__PROBLEM REQUIREMENTS__:
Produce a verbatim copy of the following records, leaving out all pictures.

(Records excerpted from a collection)
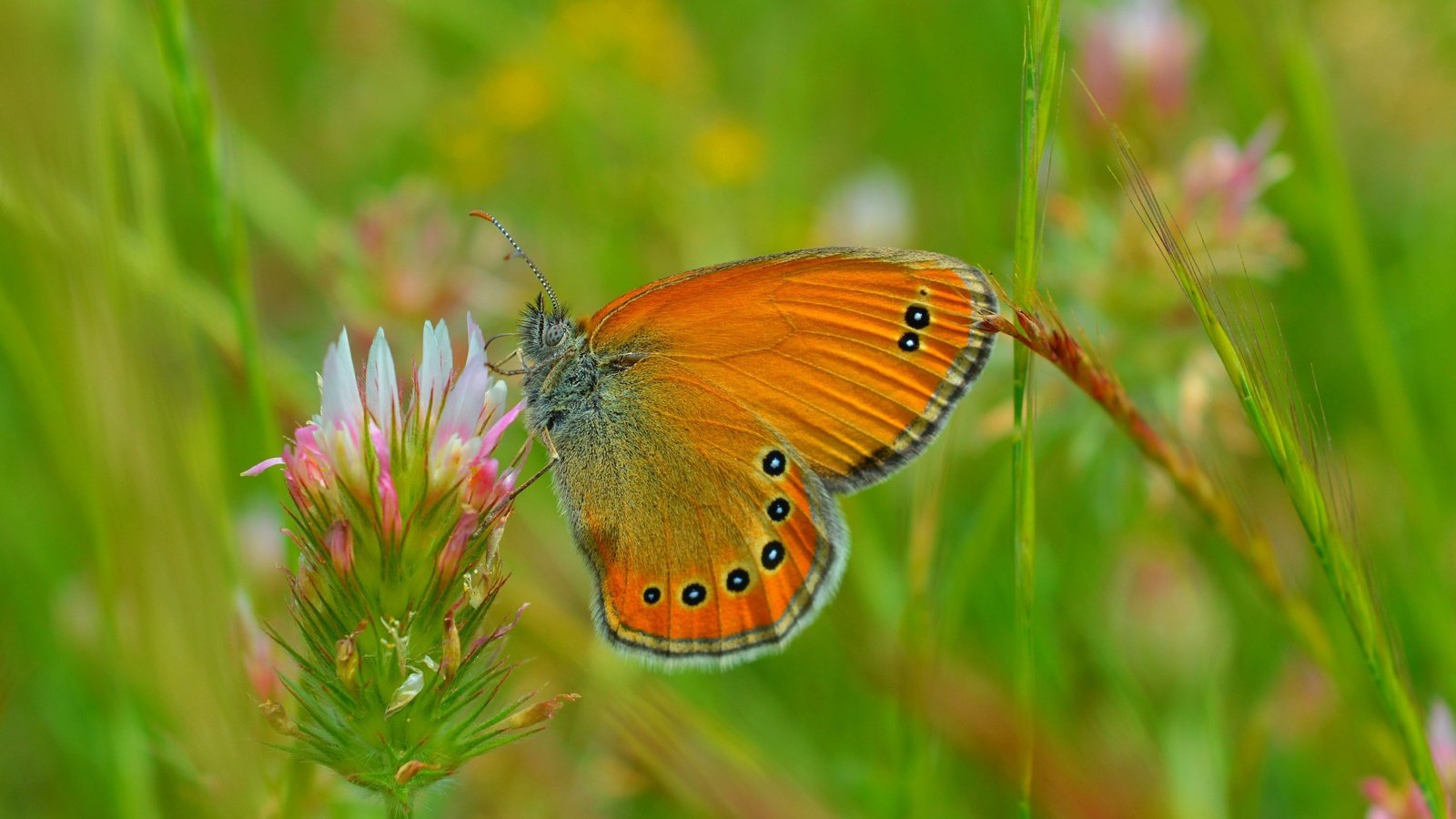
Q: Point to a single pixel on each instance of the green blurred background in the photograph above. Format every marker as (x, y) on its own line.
(165, 302)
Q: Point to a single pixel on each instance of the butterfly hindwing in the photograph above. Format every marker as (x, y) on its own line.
(708, 533)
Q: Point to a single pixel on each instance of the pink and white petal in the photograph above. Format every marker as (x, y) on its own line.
(262, 467)
(434, 370)
(339, 388)
(380, 385)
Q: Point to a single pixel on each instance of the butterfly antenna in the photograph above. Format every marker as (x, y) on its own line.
(529, 263)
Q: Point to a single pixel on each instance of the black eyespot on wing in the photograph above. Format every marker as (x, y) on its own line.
(693, 593)
(772, 555)
(774, 464)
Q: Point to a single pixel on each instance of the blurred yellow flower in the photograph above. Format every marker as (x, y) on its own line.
(516, 96)
(648, 35)
(728, 153)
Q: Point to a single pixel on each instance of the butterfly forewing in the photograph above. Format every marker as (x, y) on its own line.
(855, 356)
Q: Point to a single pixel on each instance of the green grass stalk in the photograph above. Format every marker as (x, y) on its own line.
(1296, 442)
(1040, 329)
(1041, 85)
(198, 127)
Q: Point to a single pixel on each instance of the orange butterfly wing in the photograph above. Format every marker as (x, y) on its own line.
(735, 401)
(855, 356)
(710, 537)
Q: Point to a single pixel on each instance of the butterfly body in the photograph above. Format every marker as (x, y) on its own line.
(705, 421)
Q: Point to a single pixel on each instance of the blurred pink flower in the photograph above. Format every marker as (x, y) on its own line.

__ANSWER FOR THE TASK__:
Q: Point to a single pixel on each instance of the green blurred background in the photograph above. Format every marker as (x, y) on its own line.
(165, 302)
Q: Point to a single pixel on each instance of the butterfly hindwing in the photograph above. Format every marker as (x, y) on its own line.
(708, 533)
Q: Point to a single pixel on each instance of the pink and white petal in the photograph above. Format every marker as (x, y) on its own line.
(262, 467)
(434, 370)
(339, 388)
(380, 385)
Q: Point to a single pixel on each instance of the butterfly antenna in the photograph above. Format every marker as (x, y) on its own line.
(529, 263)
Q: Point to a single pixel on each instance of the black eyespot on wing in the photograph above. Format every marker as (x, y) on its own line.
(693, 593)
(772, 555)
(774, 464)
Q: Point to a single pixel on each instance of the blurred yellow flower in the photograph above. Format every marker as (x, y) on its own line.
(516, 96)
(648, 35)
(728, 153)
Q: Point to a single pixel on each instance of the butterfly forewing in the photograph above. Format every marker as (x, y) on its own line.
(855, 356)
Q: Point to a single pixel on each instance of the green grass stalk in the photograph above. Format every marker as (x, y) on its own line.
(1296, 442)
(1040, 329)
(1041, 85)
(198, 127)
Q: Point to a single pixel on each instance of the orange butterfly wing in the photograph above. Format every marker as (x, y) on its own line.
(735, 401)
(855, 356)
(710, 537)
Q: Point to a single pixel on each instance of the butterfly body in the photograph above. Format every marker as (x, y) on its own line.
(705, 421)
Q: Point to a single pixel on each instance of the blurred pink flower in the photograph above. Format every marker as (x, y) on its own line.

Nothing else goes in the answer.